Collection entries
■ ■ ■ ■ ■ ■ ■

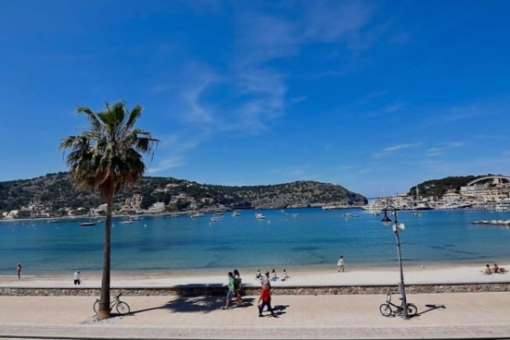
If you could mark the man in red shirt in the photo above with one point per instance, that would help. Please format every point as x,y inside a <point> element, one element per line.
<point>265,300</point>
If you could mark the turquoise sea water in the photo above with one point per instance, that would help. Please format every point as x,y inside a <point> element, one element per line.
<point>312,238</point>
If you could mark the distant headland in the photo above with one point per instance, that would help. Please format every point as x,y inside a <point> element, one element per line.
<point>53,195</point>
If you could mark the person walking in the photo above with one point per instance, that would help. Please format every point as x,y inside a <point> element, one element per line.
<point>77,277</point>
<point>230,291</point>
<point>18,269</point>
<point>237,287</point>
<point>265,300</point>
<point>341,264</point>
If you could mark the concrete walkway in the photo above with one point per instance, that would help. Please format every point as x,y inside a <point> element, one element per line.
<point>483,315</point>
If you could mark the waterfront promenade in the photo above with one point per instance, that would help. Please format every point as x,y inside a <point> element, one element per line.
<point>466,315</point>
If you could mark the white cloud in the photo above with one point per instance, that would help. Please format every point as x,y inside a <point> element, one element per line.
<point>331,21</point>
<point>391,149</point>
<point>167,164</point>
<point>401,146</point>
<point>436,151</point>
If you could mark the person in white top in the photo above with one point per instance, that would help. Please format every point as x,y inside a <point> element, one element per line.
<point>341,264</point>
<point>77,277</point>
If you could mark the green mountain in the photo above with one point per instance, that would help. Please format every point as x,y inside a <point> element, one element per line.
<point>56,191</point>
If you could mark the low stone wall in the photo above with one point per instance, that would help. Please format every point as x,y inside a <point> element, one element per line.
<point>221,290</point>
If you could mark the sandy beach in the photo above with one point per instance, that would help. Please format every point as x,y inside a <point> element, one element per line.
<point>426,274</point>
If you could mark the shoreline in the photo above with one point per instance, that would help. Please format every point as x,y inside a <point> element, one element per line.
<point>317,268</point>
<point>354,275</point>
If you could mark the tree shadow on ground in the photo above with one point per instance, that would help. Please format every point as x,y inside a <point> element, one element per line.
<point>197,304</point>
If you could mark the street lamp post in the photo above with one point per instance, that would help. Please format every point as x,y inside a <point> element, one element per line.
<point>396,228</point>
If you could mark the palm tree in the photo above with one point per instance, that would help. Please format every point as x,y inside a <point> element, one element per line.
<point>106,158</point>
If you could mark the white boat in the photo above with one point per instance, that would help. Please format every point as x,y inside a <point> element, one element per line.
<point>501,207</point>
<point>376,205</point>
<point>422,206</point>
<point>335,206</point>
<point>87,224</point>
<point>453,206</point>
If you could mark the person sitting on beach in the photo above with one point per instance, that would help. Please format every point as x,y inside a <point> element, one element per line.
<point>285,275</point>
<point>77,277</point>
<point>341,264</point>
<point>495,269</point>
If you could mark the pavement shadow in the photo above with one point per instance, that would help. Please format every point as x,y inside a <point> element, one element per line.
<point>430,308</point>
<point>197,304</point>
<point>280,309</point>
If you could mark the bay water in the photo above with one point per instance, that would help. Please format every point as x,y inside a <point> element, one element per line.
<point>296,237</point>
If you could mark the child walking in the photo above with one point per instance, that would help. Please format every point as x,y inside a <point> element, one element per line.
<point>265,300</point>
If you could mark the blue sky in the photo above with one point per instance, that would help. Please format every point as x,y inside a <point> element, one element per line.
<point>369,95</point>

■ ■ ■ ■ ■ ■ ■

Print every one of the rows above word for word, leaving out the pictures.

Written response
If you could mark the man in red shirt in the photo above with one point per instance, that would help. Please format every point as x,y inside a <point> element, one element per line.
<point>265,300</point>
If you could mark the turquoise sea water in the photo above with one point per instance, that would help. Please format every point as x,y inside a <point> element, one element per line.
<point>312,238</point>
If you could mark the distant headland in the photo above with one point per instance, that would help. Please format every point as x,y inside a <point> element, one element per line.
<point>53,195</point>
If you could mark the person walking in the photo above with one point per instance, that would help. Please format every point as x,y inside a <point> element, one element per line.
<point>77,277</point>
<point>230,291</point>
<point>18,269</point>
<point>237,287</point>
<point>265,300</point>
<point>341,264</point>
If you could mark the concrete walkway in the photo above with one point per instance, that would help. Please format every point as x,y inside a <point> element, one element per line.
<point>483,315</point>
If you could mark the waterfront promenade in the photo above with one point per instance, that would help. Please format every point as x,y inside a <point> element, one element per line.
<point>466,315</point>
If you could mark the white cloud in the photo above with one point per instance, that would help. Please format every point as x,y inside a <point> element, one element per line.
<point>331,21</point>
<point>391,149</point>
<point>167,164</point>
<point>401,146</point>
<point>436,151</point>
If you could mark the person in white top in the photo above with one point per instance, that would help. Please format every point as x,y inside a <point> element, one element per line.
<point>341,264</point>
<point>77,277</point>
If you could mark the green mountain in the photo above with one point per instance, that would help. Please format every point as x,y inside a <point> element, one element per line.
<point>56,191</point>
If you could mark the low stone wall in the photo above with one point per instance, that would help. Please format every point as x,y inside a <point> element, one element per line.
<point>221,290</point>
If you could mark the sandy beach in the photo above with one point per instance, that would help. Please format every point as x,y inside a <point> element, one element per line.
<point>426,274</point>
If you could mark the shoreline in the photo above with one point per instance, that would help. Please format every point as x,y inside a <point> element, one element per line.
<point>317,268</point>
<point>354,275</point>
If you could mark the tree shadow on ground in the photo above with one point per instance, that would help. Please format every point as x,y inside a <point> element, one element per line.
<point>197,304</point>
If you could mark the street lamp post in the photo above with one point per instance, that would help. Please format every point as x,y inside a <point> element, one element per line.
<point>396,228</point>
If you could mark the palm tree in the photo above with one point per instance, that would help. Please format every point as x,y inside a <point> element, one element per line.
<point>106,158</point>
If you could mark the white boat in the photo above with one point per instance, that would help. Please format every point as x,y inside a <point> element, one element per line.
<point>501,207</point>
<point>376,205</point>
<point>422,206</point>
<point>335,206</point>
<point>87,224</point>
<point>453,206</point>
If you could mark the person sitting on beach in the photo above with one point per instance, that would help. Please format every point as x,y inside a <point> element, one element per line.
<point>285,275</point>
<point>77,277</point>
<point>341,264</point>
<point>495,269</point>
If you could mark the pavement shadow in the photo above with one point per instance, that would help. Please format every point as x,y inside a <point> element, one element per line.
<point>430,308</point>
<point>197,304</point>
<point>280,309</point>
If you could mark the bay water in the photo above with one point per instance, that would help. Please format every point as x,y inside a <point> element, one element per line.
<point>296,237</point>
If you could mark the child walking in the photo above with one point per instance, that would help. Please format every point as x,y inside a <point> element, one element per line.
<point>265,300</point>
If you could mark the blue sky in the photo above with one point per instance, that would help. Please format every point as x,y inside a <point> element, one element per line.
<point>369,95</point>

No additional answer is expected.